>>>>>
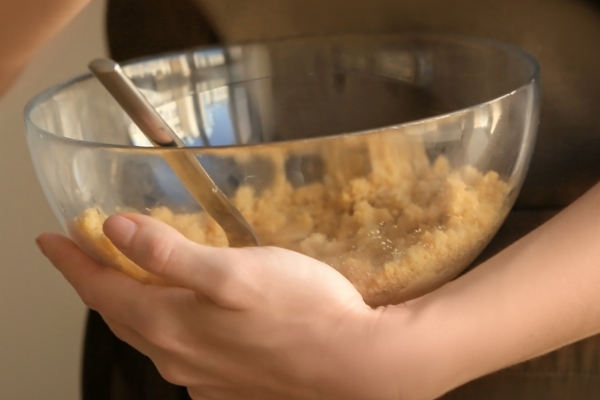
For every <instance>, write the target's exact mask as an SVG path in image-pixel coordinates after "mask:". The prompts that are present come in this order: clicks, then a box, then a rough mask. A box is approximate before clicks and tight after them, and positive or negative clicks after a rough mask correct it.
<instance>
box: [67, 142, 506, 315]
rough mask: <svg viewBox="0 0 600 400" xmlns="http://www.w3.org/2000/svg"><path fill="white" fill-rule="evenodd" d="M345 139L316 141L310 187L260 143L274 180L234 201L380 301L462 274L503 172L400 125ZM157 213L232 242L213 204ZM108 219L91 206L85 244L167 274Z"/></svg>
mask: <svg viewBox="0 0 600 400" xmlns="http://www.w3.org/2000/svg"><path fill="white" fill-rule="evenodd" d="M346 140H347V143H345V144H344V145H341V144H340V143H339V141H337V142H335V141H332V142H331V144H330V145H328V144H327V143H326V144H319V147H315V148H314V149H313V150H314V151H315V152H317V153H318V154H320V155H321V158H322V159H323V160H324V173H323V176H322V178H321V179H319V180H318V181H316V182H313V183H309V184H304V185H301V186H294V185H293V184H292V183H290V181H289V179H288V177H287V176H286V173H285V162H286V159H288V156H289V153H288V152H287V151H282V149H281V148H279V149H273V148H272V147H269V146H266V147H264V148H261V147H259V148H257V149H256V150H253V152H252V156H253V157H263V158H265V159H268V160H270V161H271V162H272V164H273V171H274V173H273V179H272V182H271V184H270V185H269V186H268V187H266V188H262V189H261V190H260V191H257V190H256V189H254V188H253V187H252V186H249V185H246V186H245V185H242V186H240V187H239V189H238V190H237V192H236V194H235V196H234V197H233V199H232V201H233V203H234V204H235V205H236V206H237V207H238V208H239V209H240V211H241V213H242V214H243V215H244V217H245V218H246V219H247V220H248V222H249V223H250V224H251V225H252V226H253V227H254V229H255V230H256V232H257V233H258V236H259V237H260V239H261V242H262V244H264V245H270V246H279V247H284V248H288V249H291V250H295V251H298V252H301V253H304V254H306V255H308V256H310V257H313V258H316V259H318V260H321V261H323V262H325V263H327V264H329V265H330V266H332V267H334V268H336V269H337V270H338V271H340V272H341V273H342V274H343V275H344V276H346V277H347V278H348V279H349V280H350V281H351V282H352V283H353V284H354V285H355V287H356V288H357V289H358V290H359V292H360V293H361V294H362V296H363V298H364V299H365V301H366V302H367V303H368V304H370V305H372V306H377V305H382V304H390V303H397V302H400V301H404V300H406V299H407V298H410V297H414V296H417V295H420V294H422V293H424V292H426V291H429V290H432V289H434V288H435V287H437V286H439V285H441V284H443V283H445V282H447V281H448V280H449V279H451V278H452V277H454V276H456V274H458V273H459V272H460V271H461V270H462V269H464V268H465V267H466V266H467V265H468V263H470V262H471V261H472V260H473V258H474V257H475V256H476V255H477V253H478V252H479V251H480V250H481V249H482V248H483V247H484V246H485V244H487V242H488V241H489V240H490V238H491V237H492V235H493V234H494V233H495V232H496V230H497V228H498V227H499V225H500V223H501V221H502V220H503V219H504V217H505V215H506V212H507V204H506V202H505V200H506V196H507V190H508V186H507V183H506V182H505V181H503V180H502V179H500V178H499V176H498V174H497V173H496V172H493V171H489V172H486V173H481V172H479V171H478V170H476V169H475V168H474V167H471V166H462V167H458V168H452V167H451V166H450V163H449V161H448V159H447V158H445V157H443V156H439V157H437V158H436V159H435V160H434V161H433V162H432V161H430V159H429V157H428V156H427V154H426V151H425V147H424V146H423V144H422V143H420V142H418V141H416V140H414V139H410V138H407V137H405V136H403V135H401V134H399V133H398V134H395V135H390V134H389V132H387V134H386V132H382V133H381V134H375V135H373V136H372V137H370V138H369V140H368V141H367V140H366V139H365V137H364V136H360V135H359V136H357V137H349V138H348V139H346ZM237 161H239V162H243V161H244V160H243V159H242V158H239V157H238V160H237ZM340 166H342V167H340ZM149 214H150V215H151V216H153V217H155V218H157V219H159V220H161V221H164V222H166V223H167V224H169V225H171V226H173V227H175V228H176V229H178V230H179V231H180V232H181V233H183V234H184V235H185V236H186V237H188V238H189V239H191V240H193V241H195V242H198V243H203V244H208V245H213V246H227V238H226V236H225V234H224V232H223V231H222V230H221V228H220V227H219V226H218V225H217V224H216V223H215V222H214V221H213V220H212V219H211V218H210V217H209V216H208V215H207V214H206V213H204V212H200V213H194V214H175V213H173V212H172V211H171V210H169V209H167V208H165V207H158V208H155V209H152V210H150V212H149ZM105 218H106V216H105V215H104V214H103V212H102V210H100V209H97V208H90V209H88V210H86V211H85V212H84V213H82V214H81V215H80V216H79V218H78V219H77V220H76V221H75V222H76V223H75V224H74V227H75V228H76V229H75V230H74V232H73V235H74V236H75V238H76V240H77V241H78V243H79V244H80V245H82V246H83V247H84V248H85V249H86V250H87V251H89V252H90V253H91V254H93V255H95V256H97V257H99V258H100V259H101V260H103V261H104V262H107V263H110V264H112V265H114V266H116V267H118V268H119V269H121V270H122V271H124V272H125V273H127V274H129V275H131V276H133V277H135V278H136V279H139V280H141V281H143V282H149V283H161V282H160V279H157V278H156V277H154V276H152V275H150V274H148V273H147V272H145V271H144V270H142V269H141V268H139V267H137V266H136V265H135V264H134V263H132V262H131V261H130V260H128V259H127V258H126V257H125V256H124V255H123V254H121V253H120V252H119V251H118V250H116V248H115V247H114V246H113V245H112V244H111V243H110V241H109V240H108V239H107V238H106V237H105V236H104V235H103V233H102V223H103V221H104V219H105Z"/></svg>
<<<<<
WHAT NEEDS TO BE DONE: Set down word for word the lines from the opening of the entries above through the line that contains "box: [67, 142, 506, 315]", and omit every picture.

TASK SOLUTION:
For every <instance>, write the target's exact mask as an SVG path in image-pixel coordinates after "mask:". The prompts that are present come in this order: clicks, then a box, then a rough mask. A box is approximate before clicks and tight after them, and positive or negative clicks after a rough mask correct it.
<instance>
box: [67, 142, 506, 315]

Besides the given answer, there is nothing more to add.